Document text –
========

[llvm] 2ab910c - [LV] Check pointer user are in loop when checking for uniform pointers.
Florian Hahn via llvm-commits
llvm-commits at lists.llvm.org
Tue Aug 13 01:24:31 PDT 2024
Author: Florian Hahn
Date: 2024-08-13T09:23:44+01:00
New Revision: 2ab910c08c4ed43d6fd9eb2ef9b3ff52e0293cf9
URL: https://github.com/llvm/llvm-project/commit/2ab910c08c4ed43d6fd9eb2ef9b3ff52e0293cf9
DIFF: https://github.com/llvm/llvm-project/commit/2ab910c08c4ed43d6fd9eb2ef9b3ff52e0293cf9.diff
LOG: [LV] Check pointer user are in loop when checking for uniform pointers.
Widening decisions are not set for users outside the loop. Avoid
crashing by only calling isVectorizedMemAccessUse for users in the loop.
Fixes https://github.com/llvm/llvm-project/issues/102934.
Added:
llvm/test/Transforms/LoopVectorize/X86/gep-use-outside-loop.ll
Modified:
llvm/lib/Transforms/Vectorize/LoopVectorize.cpp
Removed:
################################################################################
diff --git a/llvm/lib/Transforms/Vectorize/LoopVectorize.cpp b/llvm/lib/Transforms/Vectorize/LoopVectorize.cpp
index 5547116133e8da..0d1262fa187298 100644
--- a/llvm/lib/Transforms/Vectorize/LoopVectorize.cpp
+++ b/llvm/lib/Transforms/Vectorize/LoopVectorize.cpp
@@ -3705,7 +3705,8 @@ void LoopVectorizationCostModel::collectLoopUniforms(ElementCount VF) {
auto *I = cast<Instruction>(V);
auto UsersAreMemAccesses =
llvm::all_of(I->users(), [&](User *U) -> bool {
- return isVectorizedMemAccessUse(cast<Instruction>(U), V);
+ auto *UI = cast<Instruction>(U);
+ return TheLoop->contains(UI) && isVectorizedMemAccessUse(UI, V);
});
if (UsersAreMemAccesses)
addToWorklistIfAllowed(I);
diff --git a/llvm/test/Transforms/LoopVectorize/X86/gep-use-outside-loop.ll b/llvm/test/Transforms/LoopVectorize/X86/gep-use-outside-loop.ll
new file mode 100644
index 00000000000000..637b985b4562ed
--- /dev/null
+++ b/llvm/test/Transforms/LoopVectorize/X86/gep-use-outside-loop.ll
@@ -0,0 +1,165 @@
+; NOTE: Assertions have been autogenerated by utils/update_test_checks.py UTC_ARGS: --version 5
+; RUN: opt -p loop-vectorize -mtriple=x86_64-apple-macosx -mcpu=skylake-avx512 -force-vector-width=4 -force-vector-interleave=1 -S %s | FileCheck %s
+
+; Test case for https://github.com/llvm/llvm-project/issues/102934.

========

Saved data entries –
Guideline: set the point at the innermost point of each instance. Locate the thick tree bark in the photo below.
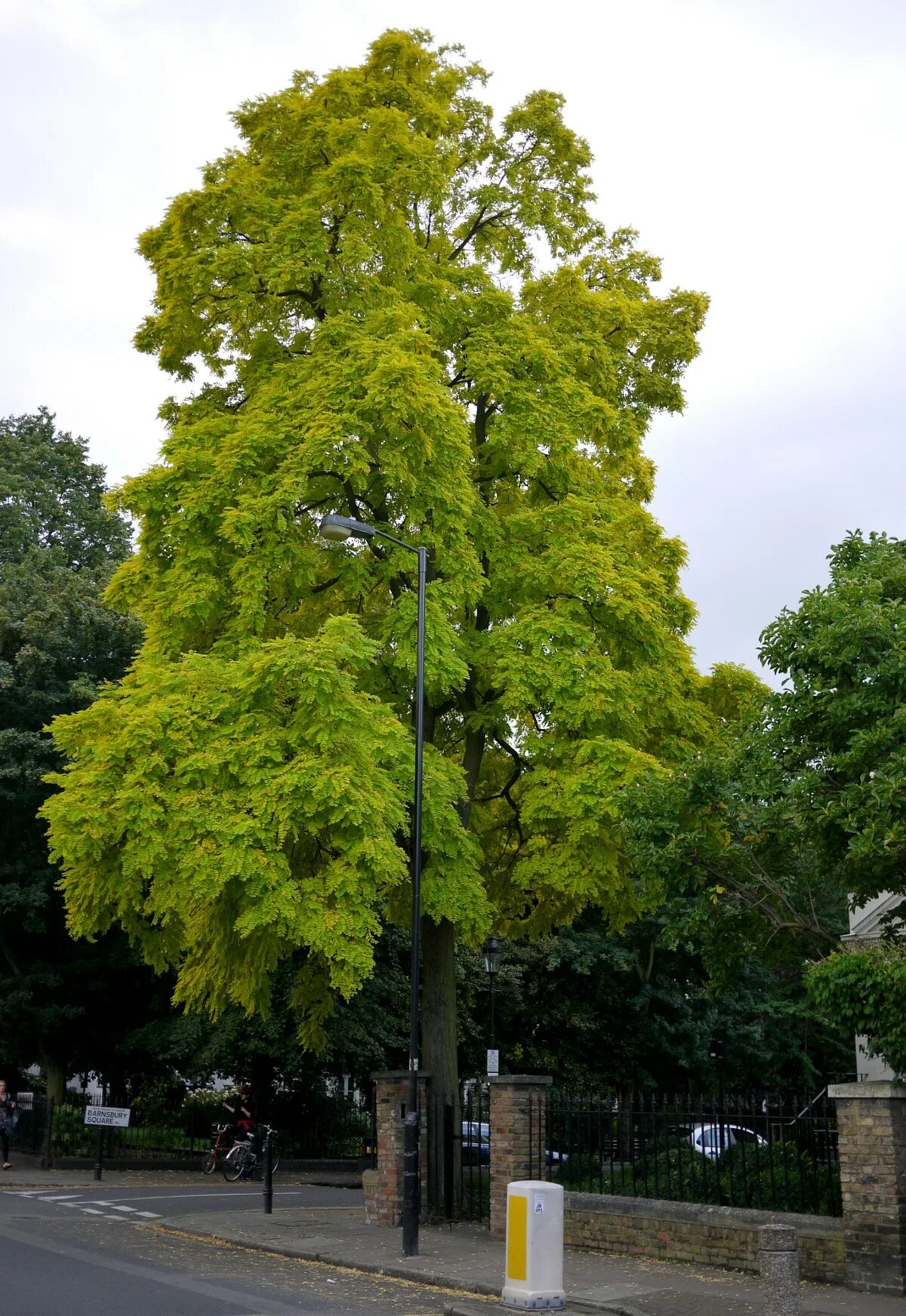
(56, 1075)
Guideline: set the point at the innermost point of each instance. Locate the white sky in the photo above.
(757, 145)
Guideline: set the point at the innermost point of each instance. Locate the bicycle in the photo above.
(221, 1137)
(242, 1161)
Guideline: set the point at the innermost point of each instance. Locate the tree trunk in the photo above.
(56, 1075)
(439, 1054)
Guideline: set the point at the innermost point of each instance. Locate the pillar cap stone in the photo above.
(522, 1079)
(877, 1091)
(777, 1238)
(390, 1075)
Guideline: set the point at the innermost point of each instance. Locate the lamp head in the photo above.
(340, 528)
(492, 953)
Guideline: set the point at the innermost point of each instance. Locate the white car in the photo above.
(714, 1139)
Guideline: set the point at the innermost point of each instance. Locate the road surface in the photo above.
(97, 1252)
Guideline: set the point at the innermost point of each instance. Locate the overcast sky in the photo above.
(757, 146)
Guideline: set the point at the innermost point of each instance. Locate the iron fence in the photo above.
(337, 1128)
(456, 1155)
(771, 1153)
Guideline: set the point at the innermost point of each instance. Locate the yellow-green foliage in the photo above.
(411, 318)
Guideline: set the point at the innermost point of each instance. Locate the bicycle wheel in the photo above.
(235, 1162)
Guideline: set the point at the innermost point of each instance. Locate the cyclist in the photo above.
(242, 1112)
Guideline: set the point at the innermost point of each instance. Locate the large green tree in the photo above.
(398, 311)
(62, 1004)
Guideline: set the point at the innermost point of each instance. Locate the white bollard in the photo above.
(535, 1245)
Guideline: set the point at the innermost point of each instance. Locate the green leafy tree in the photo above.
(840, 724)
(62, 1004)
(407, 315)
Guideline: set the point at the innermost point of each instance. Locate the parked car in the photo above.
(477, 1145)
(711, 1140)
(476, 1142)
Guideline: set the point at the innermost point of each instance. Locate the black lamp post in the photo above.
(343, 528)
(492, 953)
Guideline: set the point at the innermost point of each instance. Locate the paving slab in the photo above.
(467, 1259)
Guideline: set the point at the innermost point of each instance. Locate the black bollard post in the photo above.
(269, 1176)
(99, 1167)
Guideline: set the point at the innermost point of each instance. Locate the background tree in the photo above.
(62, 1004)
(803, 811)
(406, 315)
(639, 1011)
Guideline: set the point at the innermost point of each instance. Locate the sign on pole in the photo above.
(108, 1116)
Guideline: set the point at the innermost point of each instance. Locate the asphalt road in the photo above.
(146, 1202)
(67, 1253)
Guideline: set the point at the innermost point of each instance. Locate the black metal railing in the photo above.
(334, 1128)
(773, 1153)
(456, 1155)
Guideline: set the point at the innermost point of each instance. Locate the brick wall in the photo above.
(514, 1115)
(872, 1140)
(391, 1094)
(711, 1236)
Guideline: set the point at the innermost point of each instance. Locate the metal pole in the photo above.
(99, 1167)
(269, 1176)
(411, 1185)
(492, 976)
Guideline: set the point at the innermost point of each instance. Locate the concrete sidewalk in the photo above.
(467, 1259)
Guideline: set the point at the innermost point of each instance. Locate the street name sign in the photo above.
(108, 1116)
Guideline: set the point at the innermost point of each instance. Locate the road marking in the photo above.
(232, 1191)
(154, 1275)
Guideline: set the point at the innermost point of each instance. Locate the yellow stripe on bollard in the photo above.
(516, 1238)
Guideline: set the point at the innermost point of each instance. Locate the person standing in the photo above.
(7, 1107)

========

Task to complete –
Revise the LLVM commit text starting with "Widening decisions are" and going on through "Fixes https://github.com/llvm/llvm-project/issues/102934.", putting "failing" where it says "crashing". You won't need the listing for this.

Task solution –
Widening decisions are not set for users outside the loop. Avoid
failing by only calling isVectorizedMemAccessUse for users in the loop.
Fixes https://github.com/llvm/llvm-project/issues/102934.